* _EXCERPTED TEXT_:
You are viewing a plain text version of this content. The canonical link for it is here.
Posted to commits@cassandra.apache.org by "Nick Bailey (JIRA)" <ji...@apache.org> on 2013/09/12 16:58:52 UTC
[jira] [Created] (CASSANDRA-6011) Race condition in snapshot repair
Nick Bailey created CASSANDRA-6011:
--------------------------------------
Summary: Race condition in snapshot repair
Key: CASSANDRA-6011
URL: https://issues.apache.org/jira/browse/CASSANDRA-6011
Project: Cassandra
Issue Type: Bug
Components: Core
Reporter: Nick Bailey
Fix For: 1.2.10, 2.0.1
When we do a snapshot/sequential repair, we use the repair session id as the snapshot name. Unfortunately in Directories.java when we delete a snapshot, we delete it for all column families, even when called on a specific cf store.
So what can happen is this:
Node B finishes validation compaction for CF1 and Notifies Node A
Node B *starts* to delete snapshot for CF1
Node A finishes repair of CF1 and starts repair of CF2
Node B takes snapshot of CF2 and starts validation compaction, but the previous validation compaction is still deleting snapshots, so the snapshot it wants to run a validation on gets deleted out from under it.

* _DIRECTION A_: From the records, write out the lines starting with the line containing "# test: identify the dark" and going on through the line containing "x=313 y=403".
The records that come next bear no relation to the Cassandra snapshot repair issue above.

* _RECORDS_:
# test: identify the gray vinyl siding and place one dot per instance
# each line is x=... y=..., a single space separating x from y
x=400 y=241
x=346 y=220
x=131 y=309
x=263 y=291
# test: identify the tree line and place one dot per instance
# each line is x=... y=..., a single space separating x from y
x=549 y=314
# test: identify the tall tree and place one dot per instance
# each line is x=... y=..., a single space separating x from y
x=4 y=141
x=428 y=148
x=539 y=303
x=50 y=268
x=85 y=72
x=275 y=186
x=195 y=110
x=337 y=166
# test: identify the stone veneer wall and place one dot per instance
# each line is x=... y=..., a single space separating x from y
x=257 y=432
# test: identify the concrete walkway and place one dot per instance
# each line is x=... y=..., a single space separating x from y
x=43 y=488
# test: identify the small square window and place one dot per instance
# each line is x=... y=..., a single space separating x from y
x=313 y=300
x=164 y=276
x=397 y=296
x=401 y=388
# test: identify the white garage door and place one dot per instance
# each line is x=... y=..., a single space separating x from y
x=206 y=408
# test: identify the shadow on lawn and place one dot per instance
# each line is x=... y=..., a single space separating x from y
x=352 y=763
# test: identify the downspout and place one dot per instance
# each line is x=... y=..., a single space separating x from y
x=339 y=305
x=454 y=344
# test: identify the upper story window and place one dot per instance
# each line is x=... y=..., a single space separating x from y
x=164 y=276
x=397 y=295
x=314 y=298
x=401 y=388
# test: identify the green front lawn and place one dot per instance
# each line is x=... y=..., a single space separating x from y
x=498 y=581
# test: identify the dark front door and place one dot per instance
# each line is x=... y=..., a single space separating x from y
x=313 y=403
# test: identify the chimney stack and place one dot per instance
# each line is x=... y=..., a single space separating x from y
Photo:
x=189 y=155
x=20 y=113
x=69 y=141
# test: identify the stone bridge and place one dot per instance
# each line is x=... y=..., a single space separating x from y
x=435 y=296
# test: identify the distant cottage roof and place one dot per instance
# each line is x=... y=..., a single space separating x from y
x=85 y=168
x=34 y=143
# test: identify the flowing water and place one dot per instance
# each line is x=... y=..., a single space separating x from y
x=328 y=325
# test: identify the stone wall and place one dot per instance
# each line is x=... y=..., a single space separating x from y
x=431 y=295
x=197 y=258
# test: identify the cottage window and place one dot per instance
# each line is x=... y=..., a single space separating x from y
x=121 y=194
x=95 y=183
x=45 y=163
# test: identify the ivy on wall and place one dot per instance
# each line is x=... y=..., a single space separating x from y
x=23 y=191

* _DIRECTION B_: From the Cassandra snapshot repair issue, give again the passage starting with "So what can" and going on through "from under it.".

* _RESULT A_:
# test: identify the dark front door and place one dot per instance
# each line is x=... y=..., a single space separating x from y
x=313 y=403

* _RESULT B_:
So what can happen is this:
Node B finishes validation compaction for CF1 and Notifies Node A
Node B *starts* to delete snapshot for CF1
Node A finishes repair of CF1 and starts repair of CF2
Node B takes snapshot of CF2 and starts validation compaction, but the previous validation compaction is still deleting snapshots, so the snapshot it wants to run a validation on gets deleted out from under it.